**Stated problem**
The records that follow must be repeated verbatim, every one of them.

Collected data entries:
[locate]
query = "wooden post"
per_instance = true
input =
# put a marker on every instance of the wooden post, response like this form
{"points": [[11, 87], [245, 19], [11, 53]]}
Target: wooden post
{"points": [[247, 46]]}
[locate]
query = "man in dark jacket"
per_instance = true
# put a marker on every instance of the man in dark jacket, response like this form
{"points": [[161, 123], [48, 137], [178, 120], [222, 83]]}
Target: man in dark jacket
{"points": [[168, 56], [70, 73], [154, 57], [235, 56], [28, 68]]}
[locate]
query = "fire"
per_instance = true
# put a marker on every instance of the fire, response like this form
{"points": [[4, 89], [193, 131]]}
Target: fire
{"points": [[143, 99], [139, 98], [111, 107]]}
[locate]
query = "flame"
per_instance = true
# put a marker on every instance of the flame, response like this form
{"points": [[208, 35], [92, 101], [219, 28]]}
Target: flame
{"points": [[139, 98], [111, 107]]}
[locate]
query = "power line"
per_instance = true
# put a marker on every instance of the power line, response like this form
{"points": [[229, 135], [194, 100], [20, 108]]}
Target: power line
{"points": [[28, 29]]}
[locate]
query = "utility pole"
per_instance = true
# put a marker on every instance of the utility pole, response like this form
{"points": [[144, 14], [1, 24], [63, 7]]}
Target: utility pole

**Solution**
[locate]
query = "wooden post"
per_instance = true
input =
# put a marker on every instance of the wooden post, response like this form
{"points": [[11, 87], [245, 19], [11, 53]]}
Target: wooden post
{"points": [[247, 46]]}
[locate]
query = "man in dark jacket"
per_instance = true
# put a marker on every instance of the man in dark jacket, response like this form
{"points": [[161, 123], [48, 137], [178, 120], [222, 83]]}
Target: man in dark jacket
{"points": [[168, 56], [70, 73], [154, 57], [235, 56], [28, 68]]}
[locate]
query = "fire"
per_instance = true
# put a marker on every instance of the fire, response like this form
{"points": [[4, 89], [193, 131]]}
Target: fire
{"points": [[143, 99], [139, 98], [111, 107]]}
[locate]
query = "flame"
per_instance = true
# put a marker on every instance of the flame, response like this form
{"points": [[208, 35], [92, 101], [219, 28]]}
Target: flame
{"points": [[139, 98], [111, 107]]}
[locate]
query = "power line"
per_instance = true
# put a marker on every instance of the power line, response like this form
{"points": [[229, 135], [194, 100], [20, 108]]}
Target: power line
{"points": [[28, 29]]}
[locate]
query = "utility pole"
per_instance = true
# put a marker on every instance of the utility pole, response like this form
{"points": [[144, 14], [1, 24], [63, 7]]}
Target: utility pole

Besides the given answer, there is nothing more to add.